Whenever a line in the data below includes the string "black", copy it out.

**Dataset entries:**
────
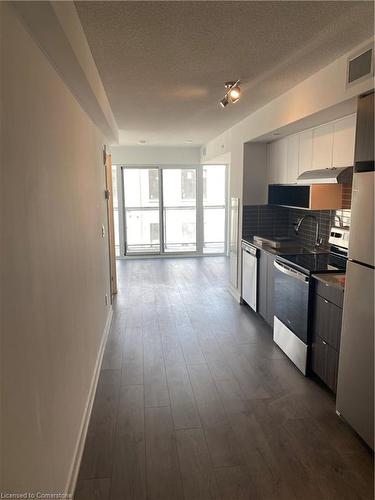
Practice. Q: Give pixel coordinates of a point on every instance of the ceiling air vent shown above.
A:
(360, 66)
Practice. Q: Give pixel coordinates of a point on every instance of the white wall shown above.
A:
(54, 265)
(149, 155)
(323, 90)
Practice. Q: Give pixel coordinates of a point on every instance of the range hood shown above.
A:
(342, 175)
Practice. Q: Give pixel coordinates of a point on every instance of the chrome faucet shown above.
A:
(318, 239)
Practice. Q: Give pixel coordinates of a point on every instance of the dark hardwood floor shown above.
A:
(196, 402)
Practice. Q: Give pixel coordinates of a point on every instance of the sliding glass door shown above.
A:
(214, 208)
(142, 210)
(173, 210)
(179, 209)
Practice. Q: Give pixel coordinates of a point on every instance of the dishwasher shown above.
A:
(249, 274)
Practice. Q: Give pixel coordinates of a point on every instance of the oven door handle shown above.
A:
(290, 272)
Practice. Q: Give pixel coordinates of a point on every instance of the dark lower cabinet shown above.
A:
(326, 333)
(325, 362)
(265, 286)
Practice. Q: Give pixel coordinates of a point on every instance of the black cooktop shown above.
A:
(315, 263)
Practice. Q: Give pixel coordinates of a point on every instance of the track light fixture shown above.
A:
(232, 94)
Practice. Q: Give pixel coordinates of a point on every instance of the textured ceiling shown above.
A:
(163, 64)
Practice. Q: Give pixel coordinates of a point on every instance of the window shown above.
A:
(154, 232)
(187, 220)
(188, 184)
(153, 184)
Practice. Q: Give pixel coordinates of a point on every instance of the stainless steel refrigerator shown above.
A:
(355, 387)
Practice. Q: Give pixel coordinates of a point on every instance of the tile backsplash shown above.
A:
(272, 220)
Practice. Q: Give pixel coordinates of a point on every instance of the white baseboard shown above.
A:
(74, 470)
(235, 293)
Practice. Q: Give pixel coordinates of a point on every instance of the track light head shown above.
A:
(233, 93)
(224, 102)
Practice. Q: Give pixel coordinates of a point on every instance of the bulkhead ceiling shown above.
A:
(164, 64)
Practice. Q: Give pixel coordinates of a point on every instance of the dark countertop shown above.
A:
(333, 279)
(275, 251)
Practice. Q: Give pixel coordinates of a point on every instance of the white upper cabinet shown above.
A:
(277, 162)
(326, 146)
(343, 141)
(305, 151)
(322, 146)
(292, 158)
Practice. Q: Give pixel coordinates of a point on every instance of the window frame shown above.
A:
(124, 254)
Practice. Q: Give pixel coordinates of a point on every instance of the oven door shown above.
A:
(291, 299)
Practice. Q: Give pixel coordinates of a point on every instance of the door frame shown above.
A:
(110, 222)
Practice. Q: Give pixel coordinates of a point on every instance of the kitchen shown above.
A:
(308, 255)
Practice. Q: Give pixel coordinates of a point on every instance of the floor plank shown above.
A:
(195, 401)
(163, 472)
(129, 465)
(198, 477)
(93, 489)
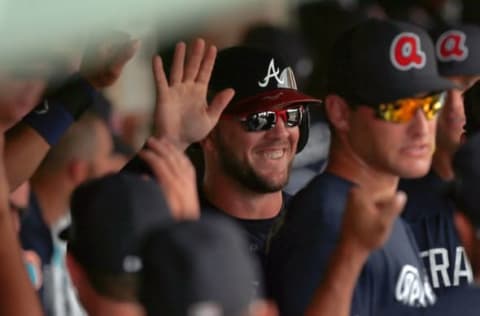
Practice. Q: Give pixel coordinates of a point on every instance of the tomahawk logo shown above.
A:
(451, 46)
(272, 72)
(406, 52)
(411, 290)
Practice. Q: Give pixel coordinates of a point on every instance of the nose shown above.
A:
(420, 125)
(280, 130)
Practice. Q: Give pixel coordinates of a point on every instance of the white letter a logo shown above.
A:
(271, 73)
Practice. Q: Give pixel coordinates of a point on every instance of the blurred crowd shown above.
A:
(328, 166)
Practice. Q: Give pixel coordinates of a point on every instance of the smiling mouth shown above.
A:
(274, 154)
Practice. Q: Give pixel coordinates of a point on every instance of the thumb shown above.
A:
(219, 103)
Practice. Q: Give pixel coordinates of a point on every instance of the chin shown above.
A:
(414, 171)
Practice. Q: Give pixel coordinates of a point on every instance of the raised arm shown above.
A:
(366, 226)
(18, 295)
(28, 142)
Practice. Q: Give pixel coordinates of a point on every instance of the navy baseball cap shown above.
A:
(261, 80)
(110, 215)
(458, 50)
(381, 61)
(198, 268)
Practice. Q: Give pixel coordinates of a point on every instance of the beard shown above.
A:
(244, 173)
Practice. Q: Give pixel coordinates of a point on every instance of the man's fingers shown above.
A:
(159, 73)
(207, 65)
(176, 71)
(219, 103)
(194, 60)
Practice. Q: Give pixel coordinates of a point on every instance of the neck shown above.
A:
(239, 201)
(442, 164)
(345, 163)
(52, 198)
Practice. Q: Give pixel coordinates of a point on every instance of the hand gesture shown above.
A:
(103, 61)
(176, 176)
(368, 221)
(182, 112)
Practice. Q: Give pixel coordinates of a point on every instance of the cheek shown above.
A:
(294, 137)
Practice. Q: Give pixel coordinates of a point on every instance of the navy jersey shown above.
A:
(391, 282)
(429, 212)
(257, 230)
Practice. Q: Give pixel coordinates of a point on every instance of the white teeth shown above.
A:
(277, 154)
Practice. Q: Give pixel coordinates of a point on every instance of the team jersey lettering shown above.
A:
(439, 263)
(406, 52)
(411, 290)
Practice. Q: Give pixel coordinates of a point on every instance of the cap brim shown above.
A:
(409, 89)
(278, 98)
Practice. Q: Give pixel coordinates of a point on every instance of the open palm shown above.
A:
(182, 112)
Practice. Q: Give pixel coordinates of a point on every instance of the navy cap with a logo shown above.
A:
(110, 215)
(261, 80)
(381, 61)
(458, 50)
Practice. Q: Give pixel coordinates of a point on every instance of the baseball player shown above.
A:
(384, 94)
(430, 211)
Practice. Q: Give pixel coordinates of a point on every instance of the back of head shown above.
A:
(380, 61)
(467, 179)
(197, 268)
(110, 216)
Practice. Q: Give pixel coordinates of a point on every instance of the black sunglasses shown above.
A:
(266, 120)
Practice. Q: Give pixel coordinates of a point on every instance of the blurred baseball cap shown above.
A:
(380, 61)
(458, 50)
(467, 179)
(198, 268)
(109, 217)
(261, 80)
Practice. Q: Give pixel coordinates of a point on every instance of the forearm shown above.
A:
(18, 296)
(28, 142)
(24, 151)
(334, 295)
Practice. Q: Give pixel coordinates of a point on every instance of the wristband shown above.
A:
(60, 108)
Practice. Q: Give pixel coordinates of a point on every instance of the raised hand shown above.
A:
(368, 221)
(182, 112)
(176, 176)
(103, 61)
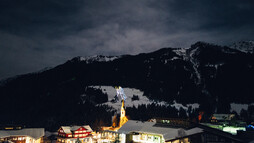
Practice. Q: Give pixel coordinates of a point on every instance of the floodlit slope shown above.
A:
(143, 100)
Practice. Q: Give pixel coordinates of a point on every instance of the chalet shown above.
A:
(27, 135)
(70, 134)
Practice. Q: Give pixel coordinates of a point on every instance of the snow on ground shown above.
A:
(143, 100)
(239, 107)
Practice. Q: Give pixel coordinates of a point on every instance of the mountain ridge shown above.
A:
(211, 75)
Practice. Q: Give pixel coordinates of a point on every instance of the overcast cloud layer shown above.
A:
(40, 33)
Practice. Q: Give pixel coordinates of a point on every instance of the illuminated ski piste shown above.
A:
(143, 100)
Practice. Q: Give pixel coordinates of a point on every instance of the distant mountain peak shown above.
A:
(244, 46)
(95, 58)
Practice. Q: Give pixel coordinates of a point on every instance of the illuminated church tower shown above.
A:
(123, 118)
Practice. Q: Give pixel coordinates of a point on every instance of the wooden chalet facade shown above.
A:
(70, 134)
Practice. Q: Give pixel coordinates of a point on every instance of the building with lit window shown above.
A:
(71, 134)
(28, 135)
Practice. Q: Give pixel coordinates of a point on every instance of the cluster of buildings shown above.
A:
(159, 130)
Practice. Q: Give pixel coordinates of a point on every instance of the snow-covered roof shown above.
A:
(68, 129)
(223, 116)
(149, 127)
(31, 132)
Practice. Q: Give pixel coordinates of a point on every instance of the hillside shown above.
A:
(209, 75)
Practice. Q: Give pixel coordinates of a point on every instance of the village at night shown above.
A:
(126, 71)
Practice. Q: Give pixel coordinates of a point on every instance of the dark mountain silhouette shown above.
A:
(211, 75)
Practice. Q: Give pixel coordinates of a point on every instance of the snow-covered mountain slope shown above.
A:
(244, 46)
(142, 100)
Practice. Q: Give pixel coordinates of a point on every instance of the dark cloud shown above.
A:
(41, 33)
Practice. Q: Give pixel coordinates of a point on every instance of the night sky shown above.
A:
(35, 34)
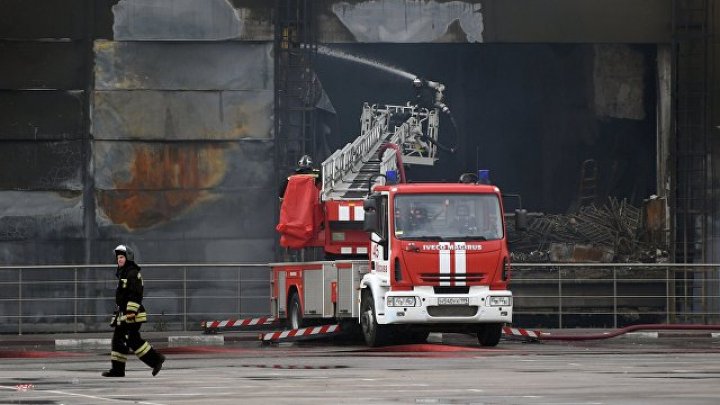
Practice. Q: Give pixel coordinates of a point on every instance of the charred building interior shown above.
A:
(169, 124)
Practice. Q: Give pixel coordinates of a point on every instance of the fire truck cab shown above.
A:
(439, 261)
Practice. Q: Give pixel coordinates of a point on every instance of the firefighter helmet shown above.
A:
(125, 251)
(305, 162)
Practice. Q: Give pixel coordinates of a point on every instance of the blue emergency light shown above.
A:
(484, 176)
(391, 177)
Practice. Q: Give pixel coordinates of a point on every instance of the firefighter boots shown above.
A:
(151, 357)
(158, 365)
(117, 370)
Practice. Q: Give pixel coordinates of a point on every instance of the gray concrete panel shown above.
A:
(183, 66)
(41, 165)
(42, 18)
(41, 115)
(182, 115)
(190, 20)
(27, 215)
(195, 214)
(42, 65)
(21, 251)
(182, 165)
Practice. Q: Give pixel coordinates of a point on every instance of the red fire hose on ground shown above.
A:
(544, 336)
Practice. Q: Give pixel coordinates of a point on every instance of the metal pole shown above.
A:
(667, 295)
(184, 298)
(560, 298)
(239, 292)
(19, 301)
(614, 298)
(75, 302)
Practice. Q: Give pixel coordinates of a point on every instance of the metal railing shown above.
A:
(80, 298)
(614, 295)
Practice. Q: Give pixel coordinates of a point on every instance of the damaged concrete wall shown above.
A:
(506, 21)
(183, 150)
(172, 100)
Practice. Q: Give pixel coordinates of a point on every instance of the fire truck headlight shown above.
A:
(401, 301)
(500, 301)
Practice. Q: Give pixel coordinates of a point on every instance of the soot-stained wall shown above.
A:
(531, 113)
(150, 122)
(139, 122)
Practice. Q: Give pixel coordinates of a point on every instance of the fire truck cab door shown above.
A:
(379, 240)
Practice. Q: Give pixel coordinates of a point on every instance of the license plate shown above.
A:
(453, 301)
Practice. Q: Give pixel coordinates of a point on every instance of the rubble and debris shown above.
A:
(613, 232)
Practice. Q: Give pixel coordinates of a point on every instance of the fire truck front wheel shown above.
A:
(374, 334)
(489, 334)
(294, 319)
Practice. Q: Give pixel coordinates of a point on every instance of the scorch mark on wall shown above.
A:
(164, 181)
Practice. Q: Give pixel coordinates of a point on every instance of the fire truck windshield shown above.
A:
(447, 217)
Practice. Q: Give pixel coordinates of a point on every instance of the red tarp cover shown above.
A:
(300, 212)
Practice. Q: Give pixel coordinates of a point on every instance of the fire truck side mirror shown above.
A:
(521, 220)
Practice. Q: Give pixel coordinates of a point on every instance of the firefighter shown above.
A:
(129, 316)
(304, 167)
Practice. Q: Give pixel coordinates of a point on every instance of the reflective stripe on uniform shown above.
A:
(117, 356)
(143, 349)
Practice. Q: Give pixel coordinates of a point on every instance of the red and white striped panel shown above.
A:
(519, 332)
(345, 211)
(299, 333)
(266, 320)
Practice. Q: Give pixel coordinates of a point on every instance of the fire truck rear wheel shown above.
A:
(294, 319)
(489, 335)
(374, 334)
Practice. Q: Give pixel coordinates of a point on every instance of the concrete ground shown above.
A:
(234, 367)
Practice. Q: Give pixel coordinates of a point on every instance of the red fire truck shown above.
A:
(407, 259)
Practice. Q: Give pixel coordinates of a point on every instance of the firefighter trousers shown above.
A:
(126, 339)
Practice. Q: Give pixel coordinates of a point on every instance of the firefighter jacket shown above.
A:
(128, 295)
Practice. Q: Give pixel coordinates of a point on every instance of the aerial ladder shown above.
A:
(391, 136)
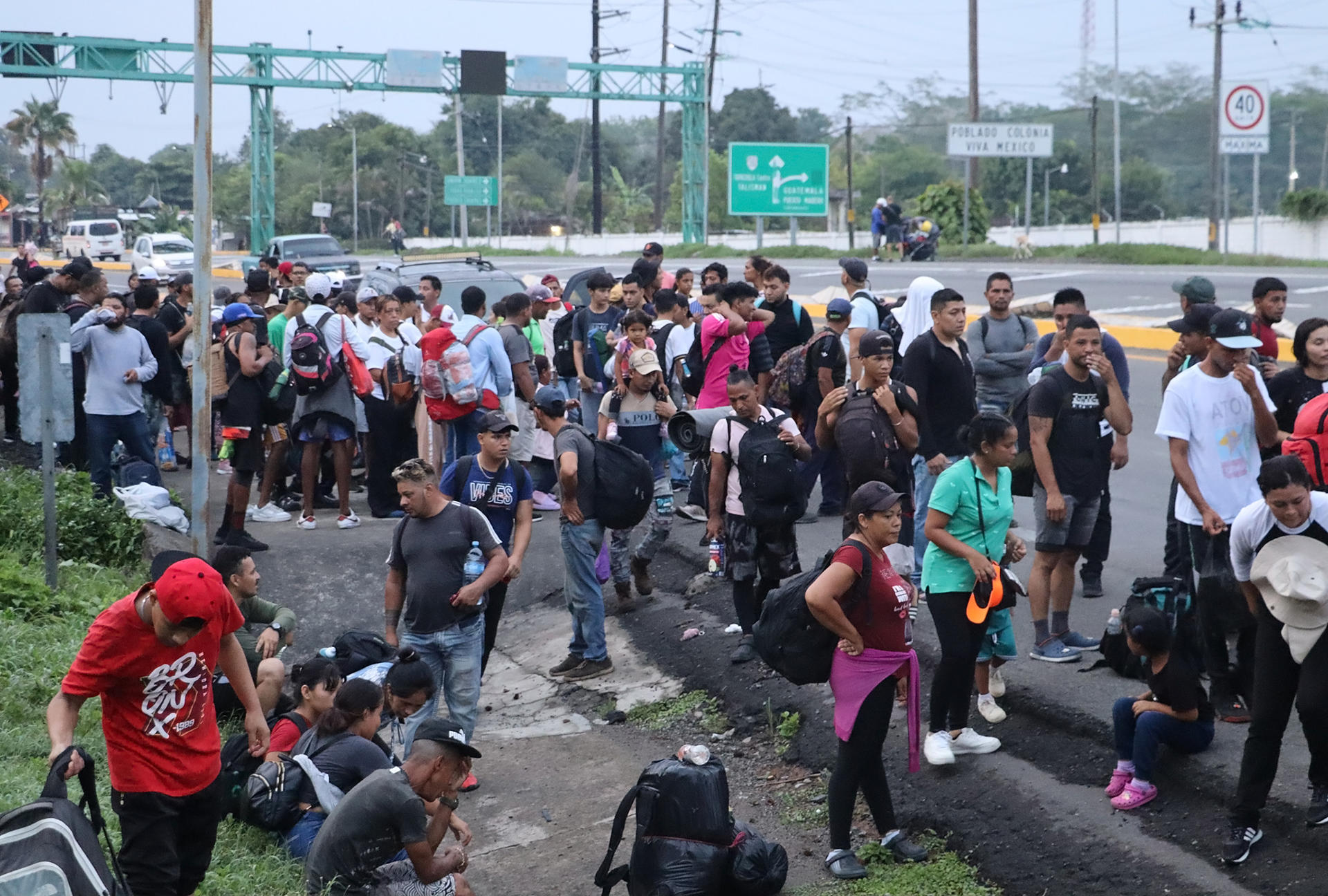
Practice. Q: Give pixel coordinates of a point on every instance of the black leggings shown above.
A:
(961, 640)
(858, 765)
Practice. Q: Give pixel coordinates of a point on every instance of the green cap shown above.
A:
(1198, 290)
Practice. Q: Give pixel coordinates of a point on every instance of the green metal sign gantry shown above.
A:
(264, 68)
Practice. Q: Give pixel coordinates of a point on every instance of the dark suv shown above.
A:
(454, 274)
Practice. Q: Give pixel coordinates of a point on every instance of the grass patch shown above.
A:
(694, 707)
(946, 874)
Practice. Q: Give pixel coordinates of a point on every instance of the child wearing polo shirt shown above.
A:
(150, 657)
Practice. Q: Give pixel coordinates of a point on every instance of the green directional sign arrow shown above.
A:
(779, 178)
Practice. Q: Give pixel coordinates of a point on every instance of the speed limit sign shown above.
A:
(1245, 109)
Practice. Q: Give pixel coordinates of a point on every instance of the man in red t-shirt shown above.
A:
(150, 657)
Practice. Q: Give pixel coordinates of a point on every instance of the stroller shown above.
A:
(921, 245)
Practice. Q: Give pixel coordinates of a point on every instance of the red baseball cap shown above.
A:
(190, 588)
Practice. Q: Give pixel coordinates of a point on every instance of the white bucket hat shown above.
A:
(1291, 574)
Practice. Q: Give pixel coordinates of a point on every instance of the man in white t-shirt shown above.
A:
(1215, 417)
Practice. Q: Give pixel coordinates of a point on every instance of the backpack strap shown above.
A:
(605, 878)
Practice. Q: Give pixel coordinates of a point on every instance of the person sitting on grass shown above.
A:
(1174, 711)
(389, 813)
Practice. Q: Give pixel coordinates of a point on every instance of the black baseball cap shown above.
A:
(496, 421)
(550, 401)
(1195, 320)
(876, 342)
(258, 279)
(870, 498)
(854, 267)
(444, 730)
(1233, 330)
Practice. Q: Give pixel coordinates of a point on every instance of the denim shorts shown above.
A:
(1075, 531)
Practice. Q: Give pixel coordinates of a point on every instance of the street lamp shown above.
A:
(1046, 192)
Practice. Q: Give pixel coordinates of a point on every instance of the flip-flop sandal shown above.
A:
(845, 866)
(1133, 796)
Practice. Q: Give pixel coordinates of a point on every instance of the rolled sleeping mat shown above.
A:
(691, 429)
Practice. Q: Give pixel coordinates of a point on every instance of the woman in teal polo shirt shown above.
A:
(968, 526)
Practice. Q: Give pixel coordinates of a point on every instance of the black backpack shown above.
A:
(238, 763)
(356, 649)
(271, 796)
(768, 474)
(50, 846)
(788, 636)
(683, 831)
(564, 348)
(694, 368)
(874, 451)
(625, 485)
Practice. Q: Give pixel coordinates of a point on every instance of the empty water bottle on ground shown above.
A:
(716, 566)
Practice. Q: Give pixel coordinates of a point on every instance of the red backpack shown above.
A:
(447, 376)
(1309, 440)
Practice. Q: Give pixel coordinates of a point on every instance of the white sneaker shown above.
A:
(971, 741)
(270, 513)
(991, 712)
(938, 749)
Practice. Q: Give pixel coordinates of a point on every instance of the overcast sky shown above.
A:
(806, 52)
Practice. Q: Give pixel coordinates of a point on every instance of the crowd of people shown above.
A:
(916, 424)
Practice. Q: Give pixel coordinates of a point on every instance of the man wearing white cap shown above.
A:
(1279, 552)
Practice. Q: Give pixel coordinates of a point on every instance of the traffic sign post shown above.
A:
(1244, 131)
(779, 180)
(469, 190)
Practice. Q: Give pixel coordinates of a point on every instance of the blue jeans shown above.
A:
(923, 483)
(454, 655)
(464, 434)
(1138, 737)
(104, 431)
(582, 590)
(299, 839)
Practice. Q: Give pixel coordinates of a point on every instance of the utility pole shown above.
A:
(597, 186)
(1095, 187)
(710, 64)
(659, 132)
(847, 145)
(974, 167)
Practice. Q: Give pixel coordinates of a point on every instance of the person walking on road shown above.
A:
(865, 601)
(968, 529)
(1277, 543)
(1215, 416)
(444, 615)
(1065, 415)
(582, 536)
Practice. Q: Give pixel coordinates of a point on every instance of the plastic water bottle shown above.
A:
(716, 566)
(695, 753)
(474, 566)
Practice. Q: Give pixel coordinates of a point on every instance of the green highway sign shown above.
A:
(779, 180)
(465, 190)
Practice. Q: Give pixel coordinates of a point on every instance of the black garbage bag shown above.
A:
(756, 866)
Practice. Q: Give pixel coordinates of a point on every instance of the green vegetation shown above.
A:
(945, 874)
(671, 711)
(42, 632)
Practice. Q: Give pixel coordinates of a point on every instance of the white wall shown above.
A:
(1277, 236)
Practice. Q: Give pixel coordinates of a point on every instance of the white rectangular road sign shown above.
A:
(1244, 145)
(999, 140)
(1245, 111)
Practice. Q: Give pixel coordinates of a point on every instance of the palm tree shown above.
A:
(46, 128)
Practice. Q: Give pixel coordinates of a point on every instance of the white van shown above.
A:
(101, 238)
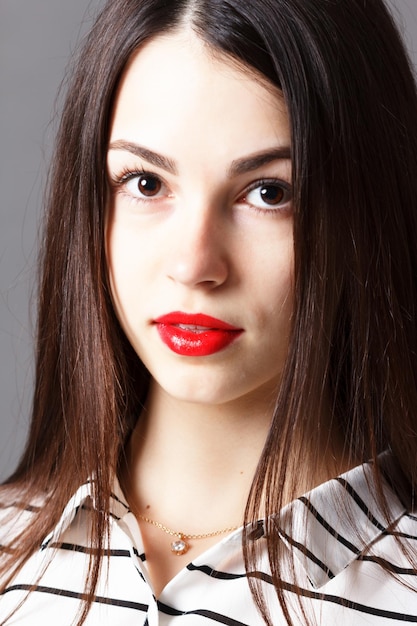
────
**Answer box:**
Practice. Q: Give pixel coordinates of a point on every instance of the black cooktop shown above.
Practice. Q: Give pixel coordinates of a point on every instance of the black sunglasses shown above.
Practice. Q: Give pixel coordinates of a point on every instance of the black leggings shown above.
Practice. Q: Give pixel coordinates of a point on every instance of the black baseball cap shown above.
Practice. Q: Give pixel coordinates of a point on every instance of the black backpack shown above.
Practice. Q: Give pixel coordinates of a point on every instance of the black garbage bag shown above.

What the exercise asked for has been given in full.